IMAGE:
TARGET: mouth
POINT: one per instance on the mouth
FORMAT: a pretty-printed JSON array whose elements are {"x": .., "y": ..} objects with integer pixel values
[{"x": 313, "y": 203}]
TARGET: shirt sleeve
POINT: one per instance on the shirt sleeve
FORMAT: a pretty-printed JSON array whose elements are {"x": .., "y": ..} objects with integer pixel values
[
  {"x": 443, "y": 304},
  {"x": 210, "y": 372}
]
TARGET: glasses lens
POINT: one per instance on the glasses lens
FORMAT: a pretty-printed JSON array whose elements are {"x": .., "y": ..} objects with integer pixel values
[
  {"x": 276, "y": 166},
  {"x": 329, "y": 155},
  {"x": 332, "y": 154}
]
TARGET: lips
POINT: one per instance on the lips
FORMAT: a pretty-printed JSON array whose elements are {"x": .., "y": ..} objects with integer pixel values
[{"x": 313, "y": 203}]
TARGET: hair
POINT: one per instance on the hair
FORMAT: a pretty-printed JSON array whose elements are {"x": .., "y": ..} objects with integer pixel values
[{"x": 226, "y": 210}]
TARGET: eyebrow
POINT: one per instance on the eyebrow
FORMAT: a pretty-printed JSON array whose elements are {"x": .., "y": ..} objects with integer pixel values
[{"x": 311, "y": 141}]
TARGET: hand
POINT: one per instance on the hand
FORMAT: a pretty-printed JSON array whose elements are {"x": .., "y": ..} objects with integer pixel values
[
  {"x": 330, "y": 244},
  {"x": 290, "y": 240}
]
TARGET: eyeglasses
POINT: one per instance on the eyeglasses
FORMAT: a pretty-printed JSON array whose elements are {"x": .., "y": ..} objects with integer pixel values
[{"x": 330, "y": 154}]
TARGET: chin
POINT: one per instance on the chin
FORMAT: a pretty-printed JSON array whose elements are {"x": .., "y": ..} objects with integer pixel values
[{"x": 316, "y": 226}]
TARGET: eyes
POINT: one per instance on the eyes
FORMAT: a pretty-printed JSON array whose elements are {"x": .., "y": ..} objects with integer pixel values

** Work order **
Nothing beyond the line that contains "POINT: one per instance on the hair" belongs in the answer; reproduce the entries exactly from their first line through it.

** Output **
IMAGE:
TARGET: mouth
POINT: one per instance on the mouth
FORMAT: a pretty-printed JSON array whose elements are {"x": .., "y": ..} objects with integer pixel values
[{"x": 313, "y": 203}]
TARGET: shirt sleeve
POINT: one per instance on the shirt sleeve
FORMAT: a pretty-printed JSON array whose elements are {"x": .., "y": ..} objects with integer pixel values
[
  {"x": 443, "y": 304},
  {"x": 210, "y": 372}
]
TARGET: glasses lens
POINT: one per instance on the glasses lens
FORMAT: a pretty-printed JSON array whose elements are {"x": .., "y": ..} objects with integer pixel values
[
  {"x": 276, "y": 166},
  {"x": 329, "y": 155},
  {"x": 332, "y": 154}
]
TARGET: lips
POINT: one per instance on the lips
FORMAT: a pretty-printed JSON array whose elements are {"x": .., "y": ..} objects with integer pixel values
[{"x": 313, "y": 203}]
TARGET: hair
POINT: one per instance on the hair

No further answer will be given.